Pointing entries for named objects:
-------

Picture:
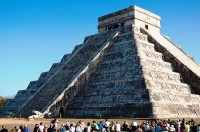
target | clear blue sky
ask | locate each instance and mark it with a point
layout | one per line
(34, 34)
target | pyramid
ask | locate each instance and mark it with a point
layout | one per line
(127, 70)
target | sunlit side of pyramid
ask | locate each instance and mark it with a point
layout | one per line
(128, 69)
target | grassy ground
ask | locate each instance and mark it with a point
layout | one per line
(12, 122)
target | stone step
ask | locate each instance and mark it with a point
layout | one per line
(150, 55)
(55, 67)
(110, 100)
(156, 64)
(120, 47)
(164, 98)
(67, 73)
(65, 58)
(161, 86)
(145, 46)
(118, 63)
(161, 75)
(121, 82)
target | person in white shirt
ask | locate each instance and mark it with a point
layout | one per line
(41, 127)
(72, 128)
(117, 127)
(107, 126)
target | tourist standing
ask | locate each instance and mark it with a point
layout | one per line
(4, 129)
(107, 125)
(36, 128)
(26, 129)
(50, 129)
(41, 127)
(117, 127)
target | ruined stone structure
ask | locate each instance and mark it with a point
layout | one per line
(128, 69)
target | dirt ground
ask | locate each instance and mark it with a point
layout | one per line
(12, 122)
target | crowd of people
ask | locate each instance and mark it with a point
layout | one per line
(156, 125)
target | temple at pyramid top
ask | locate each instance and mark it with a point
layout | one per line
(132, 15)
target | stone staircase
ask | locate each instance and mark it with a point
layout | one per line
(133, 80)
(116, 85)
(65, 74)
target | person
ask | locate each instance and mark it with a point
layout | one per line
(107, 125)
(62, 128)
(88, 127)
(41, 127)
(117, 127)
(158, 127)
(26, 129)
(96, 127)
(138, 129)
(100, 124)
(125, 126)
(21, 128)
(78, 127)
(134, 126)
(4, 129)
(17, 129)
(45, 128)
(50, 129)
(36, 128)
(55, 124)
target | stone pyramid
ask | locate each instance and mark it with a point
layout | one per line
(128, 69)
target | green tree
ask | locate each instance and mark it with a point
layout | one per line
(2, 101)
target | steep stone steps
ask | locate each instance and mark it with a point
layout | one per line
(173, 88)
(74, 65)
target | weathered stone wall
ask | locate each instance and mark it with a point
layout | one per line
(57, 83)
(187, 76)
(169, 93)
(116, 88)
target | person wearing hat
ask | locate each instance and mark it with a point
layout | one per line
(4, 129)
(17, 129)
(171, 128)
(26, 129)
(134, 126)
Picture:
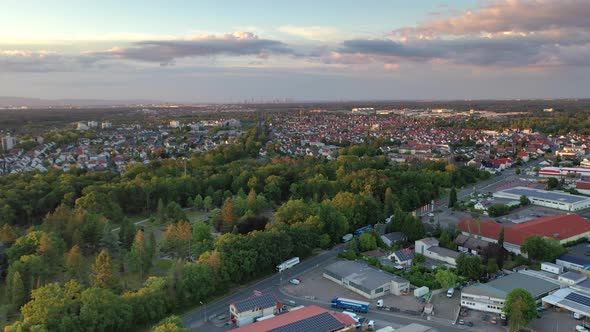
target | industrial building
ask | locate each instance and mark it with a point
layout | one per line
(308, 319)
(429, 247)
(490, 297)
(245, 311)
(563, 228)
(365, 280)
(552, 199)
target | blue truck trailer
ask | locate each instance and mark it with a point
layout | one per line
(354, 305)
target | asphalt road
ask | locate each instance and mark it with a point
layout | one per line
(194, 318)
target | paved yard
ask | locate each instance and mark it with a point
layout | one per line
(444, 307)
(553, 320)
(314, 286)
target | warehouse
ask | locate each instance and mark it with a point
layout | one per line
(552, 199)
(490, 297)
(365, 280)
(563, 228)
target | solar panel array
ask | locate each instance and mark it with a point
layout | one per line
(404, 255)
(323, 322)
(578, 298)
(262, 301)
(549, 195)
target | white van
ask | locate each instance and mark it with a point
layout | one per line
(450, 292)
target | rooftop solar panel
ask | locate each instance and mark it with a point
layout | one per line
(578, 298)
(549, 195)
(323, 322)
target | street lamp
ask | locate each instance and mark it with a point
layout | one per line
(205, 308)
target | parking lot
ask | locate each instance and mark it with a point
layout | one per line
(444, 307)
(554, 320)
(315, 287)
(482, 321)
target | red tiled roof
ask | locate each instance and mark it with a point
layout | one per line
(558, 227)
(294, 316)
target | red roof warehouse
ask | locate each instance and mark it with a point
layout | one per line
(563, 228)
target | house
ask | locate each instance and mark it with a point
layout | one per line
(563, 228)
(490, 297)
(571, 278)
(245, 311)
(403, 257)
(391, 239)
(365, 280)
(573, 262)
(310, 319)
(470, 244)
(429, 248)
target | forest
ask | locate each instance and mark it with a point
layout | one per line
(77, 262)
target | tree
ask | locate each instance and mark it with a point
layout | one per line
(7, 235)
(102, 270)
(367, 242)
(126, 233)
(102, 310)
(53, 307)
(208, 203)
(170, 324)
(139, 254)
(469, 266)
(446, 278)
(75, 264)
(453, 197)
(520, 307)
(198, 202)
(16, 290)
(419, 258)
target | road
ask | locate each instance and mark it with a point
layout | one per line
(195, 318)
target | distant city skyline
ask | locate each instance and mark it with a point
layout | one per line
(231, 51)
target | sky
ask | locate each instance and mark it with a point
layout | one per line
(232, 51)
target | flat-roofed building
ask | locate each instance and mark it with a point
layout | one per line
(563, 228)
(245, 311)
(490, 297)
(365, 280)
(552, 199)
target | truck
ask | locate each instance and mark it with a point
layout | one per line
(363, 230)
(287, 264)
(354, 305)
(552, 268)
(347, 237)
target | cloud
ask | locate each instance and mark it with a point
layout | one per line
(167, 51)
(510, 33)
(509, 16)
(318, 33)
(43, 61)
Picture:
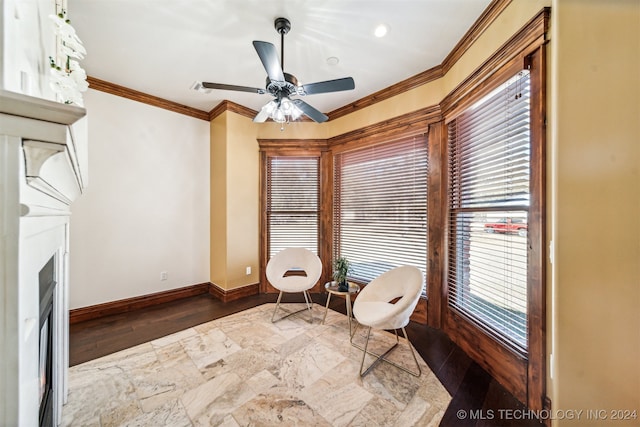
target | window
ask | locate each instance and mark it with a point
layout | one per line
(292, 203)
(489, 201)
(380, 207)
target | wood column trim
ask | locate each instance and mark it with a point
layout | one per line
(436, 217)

-------

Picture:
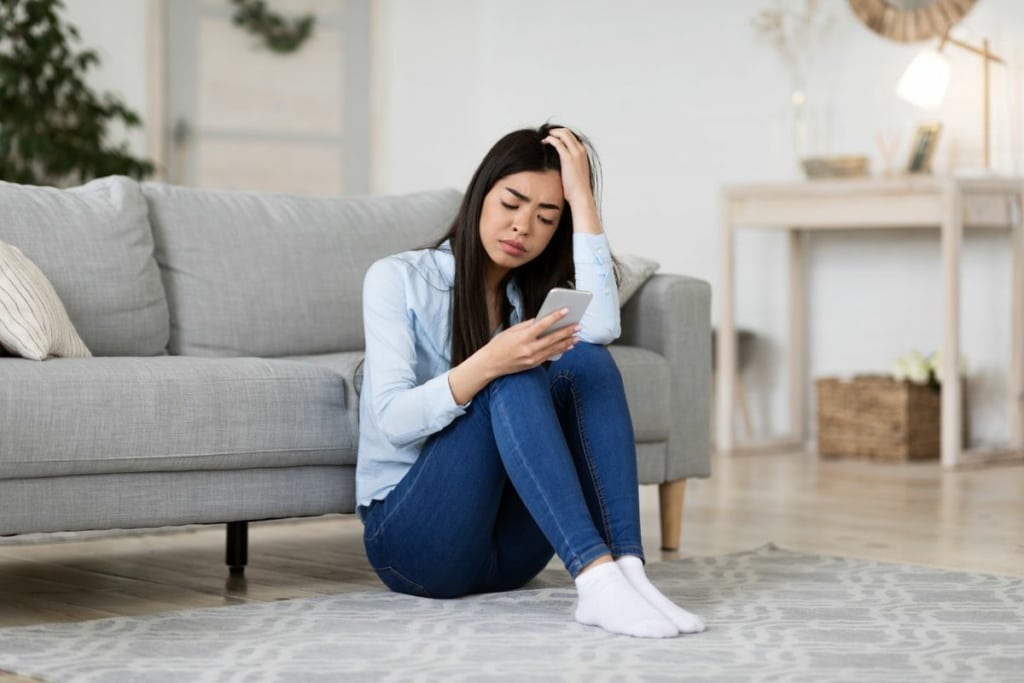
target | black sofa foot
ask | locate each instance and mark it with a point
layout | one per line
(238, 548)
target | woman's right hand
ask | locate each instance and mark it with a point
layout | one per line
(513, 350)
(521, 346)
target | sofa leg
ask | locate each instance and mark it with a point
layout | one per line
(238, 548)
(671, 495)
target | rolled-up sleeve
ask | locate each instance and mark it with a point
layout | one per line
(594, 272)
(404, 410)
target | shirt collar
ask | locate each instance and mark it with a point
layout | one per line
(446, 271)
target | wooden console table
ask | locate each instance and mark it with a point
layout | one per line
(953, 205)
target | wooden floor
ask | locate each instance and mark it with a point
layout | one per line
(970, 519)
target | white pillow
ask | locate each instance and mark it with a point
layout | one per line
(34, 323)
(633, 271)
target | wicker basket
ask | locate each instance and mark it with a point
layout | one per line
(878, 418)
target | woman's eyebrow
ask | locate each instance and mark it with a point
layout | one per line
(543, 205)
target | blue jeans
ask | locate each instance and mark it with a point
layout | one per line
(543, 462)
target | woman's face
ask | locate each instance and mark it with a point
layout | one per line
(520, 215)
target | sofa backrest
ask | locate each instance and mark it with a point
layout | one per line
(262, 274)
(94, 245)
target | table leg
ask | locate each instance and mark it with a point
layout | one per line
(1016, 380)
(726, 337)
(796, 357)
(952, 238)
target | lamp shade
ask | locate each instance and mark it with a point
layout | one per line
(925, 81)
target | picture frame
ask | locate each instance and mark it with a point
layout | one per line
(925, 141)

-------

Can you extract each line of the listing above that contains the string "white"? Uppercase and lowercase letters count as different.

target | person in white shirt
target | white van
target | white pillow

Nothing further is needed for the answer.